Na fila do caixa do supermercado, por várias vezes, disputei pelo privilégio do azar. Estabelecimento lotado, filas grandes e lentas, escolhemos uma: obviamente será aquela em que vai dar algo errado, o cartão que não funciona, um produto sem preço ou estragado. A fila que não escolhemos sempre anda mais rápido. Quando finalmente nossa vez chega, a fita da caixa registradora acaba e é preciso parar tudo para trocar. Certa feita, frente a essa situação, declarei em voz alta que só podia ser comigo, é sempre assim! Uma senhora que estava atrás de mim insistia em que o motivo do percalço era a presença dela. Assim, meio rindo, meio falando sério, ficamos discutindo o protagonismo daquele pequeno azar.

Essa demonstração pública de pessimismo, na qual reivindicamos ser a causa do que dá errado, é intrigante. Afinal, qual seria a vantagem em ser o escolhido para coisas ruins? Justamente porque se trata de vantagem: a ideia de que os pequenos azares substituem os grandes.

▸ **CONJUNTO DE REGISTROS**:

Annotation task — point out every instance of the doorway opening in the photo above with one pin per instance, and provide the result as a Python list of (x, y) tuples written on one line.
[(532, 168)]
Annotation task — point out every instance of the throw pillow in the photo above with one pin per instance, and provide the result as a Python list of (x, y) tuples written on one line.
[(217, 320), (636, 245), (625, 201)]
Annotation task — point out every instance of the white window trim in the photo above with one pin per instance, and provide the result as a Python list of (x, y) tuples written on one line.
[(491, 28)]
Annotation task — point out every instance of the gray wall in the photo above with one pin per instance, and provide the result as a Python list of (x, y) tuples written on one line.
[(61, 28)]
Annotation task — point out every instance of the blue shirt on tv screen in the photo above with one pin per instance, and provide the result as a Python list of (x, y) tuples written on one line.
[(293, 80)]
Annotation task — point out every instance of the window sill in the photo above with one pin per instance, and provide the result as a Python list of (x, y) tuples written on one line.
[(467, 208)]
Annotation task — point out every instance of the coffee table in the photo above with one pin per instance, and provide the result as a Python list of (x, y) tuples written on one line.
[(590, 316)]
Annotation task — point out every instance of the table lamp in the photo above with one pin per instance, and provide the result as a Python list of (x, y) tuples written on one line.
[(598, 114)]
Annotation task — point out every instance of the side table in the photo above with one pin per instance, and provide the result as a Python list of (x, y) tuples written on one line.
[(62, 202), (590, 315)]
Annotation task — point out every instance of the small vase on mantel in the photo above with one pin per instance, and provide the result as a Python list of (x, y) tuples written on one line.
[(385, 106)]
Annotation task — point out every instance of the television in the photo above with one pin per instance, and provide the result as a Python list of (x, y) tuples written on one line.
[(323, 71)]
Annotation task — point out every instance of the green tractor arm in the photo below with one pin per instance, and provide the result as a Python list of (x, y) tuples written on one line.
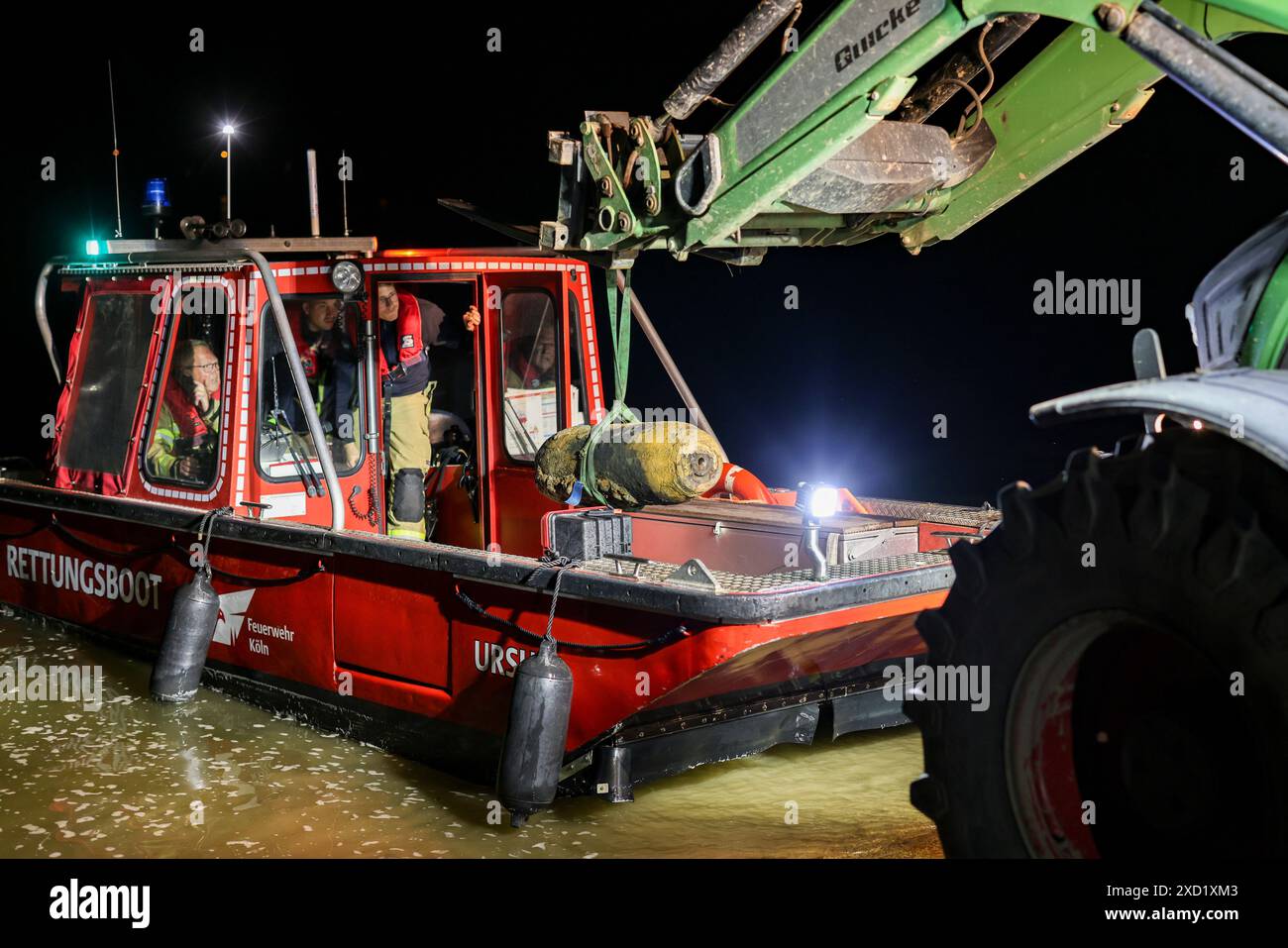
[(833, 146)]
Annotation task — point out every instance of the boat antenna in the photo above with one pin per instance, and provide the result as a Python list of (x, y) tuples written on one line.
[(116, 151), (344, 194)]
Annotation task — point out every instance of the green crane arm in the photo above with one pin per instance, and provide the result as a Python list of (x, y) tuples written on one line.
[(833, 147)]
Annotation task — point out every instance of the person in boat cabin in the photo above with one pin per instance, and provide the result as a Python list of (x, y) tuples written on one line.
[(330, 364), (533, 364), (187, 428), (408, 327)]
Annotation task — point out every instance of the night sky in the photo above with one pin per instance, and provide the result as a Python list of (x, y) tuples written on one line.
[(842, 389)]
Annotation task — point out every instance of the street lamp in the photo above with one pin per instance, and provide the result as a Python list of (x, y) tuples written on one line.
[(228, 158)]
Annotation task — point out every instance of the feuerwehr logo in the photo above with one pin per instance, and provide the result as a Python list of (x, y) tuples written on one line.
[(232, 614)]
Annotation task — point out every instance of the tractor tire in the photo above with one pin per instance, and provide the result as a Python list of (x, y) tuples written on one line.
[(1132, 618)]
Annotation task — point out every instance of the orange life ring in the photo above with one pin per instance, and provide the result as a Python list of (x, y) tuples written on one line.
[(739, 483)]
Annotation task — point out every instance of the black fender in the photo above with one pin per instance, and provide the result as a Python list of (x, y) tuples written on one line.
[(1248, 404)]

▸ **O QUE SE PEDE**: Liste todos os problemas com o cartão, os produtos ou a caixa registradora que o texto sobre a fila do supermercado menciona.

▸ **RESPOSTA FINAL**:
- O cartão que não funciona
- Um produto sem preço
- Um produto estragado
- A fita da caixa registradora que acaba